Can you give every line of the entries below as a JSON list of strings, one string per line, with blank lines and the pictures left out?
## Start Data extract
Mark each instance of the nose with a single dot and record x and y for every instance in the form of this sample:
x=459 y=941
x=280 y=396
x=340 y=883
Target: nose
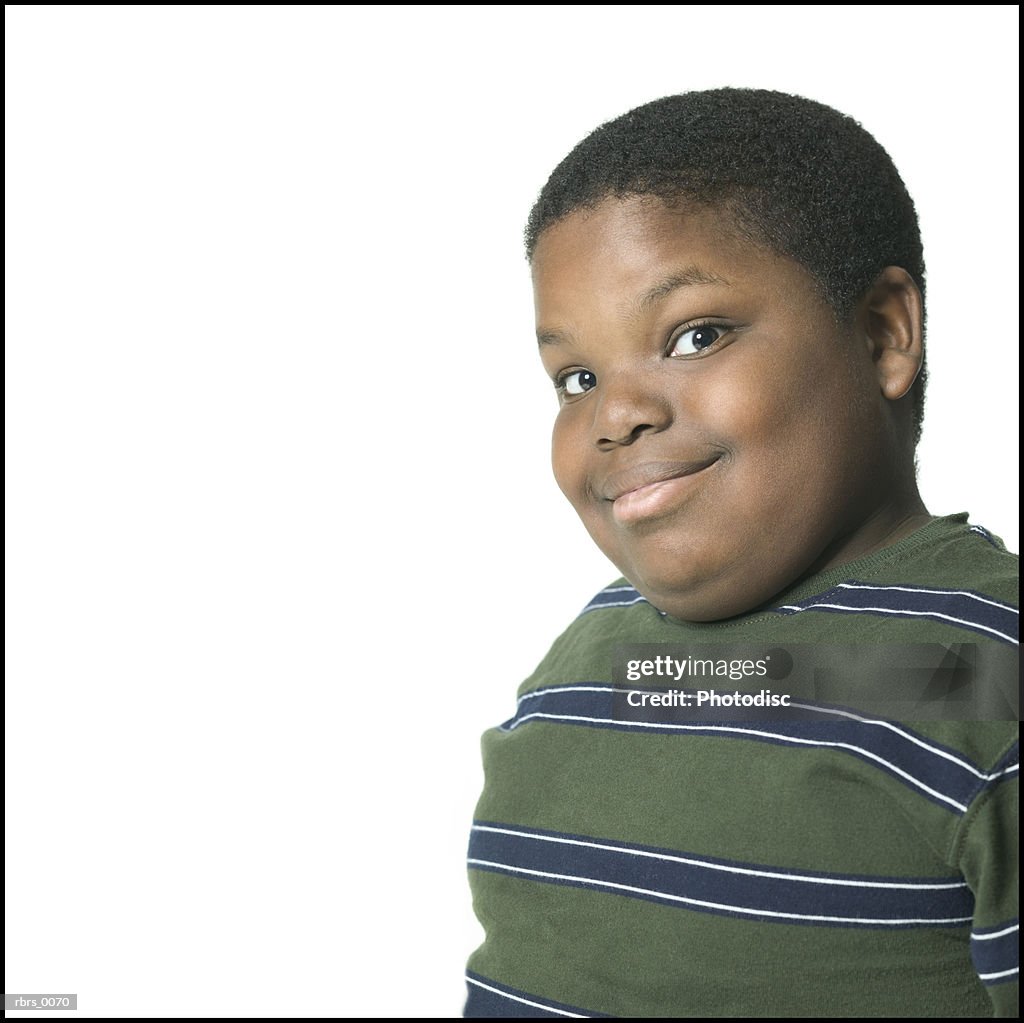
## End Data extract
Result of the exercise:
[
  "Mark each instance of the nose with a single dot and record x and y for every instance in the form of this sample:",
  "x=459 y=941",
  "x=280 y=396",
  "x=340 y=883",
  "Target: nose"
]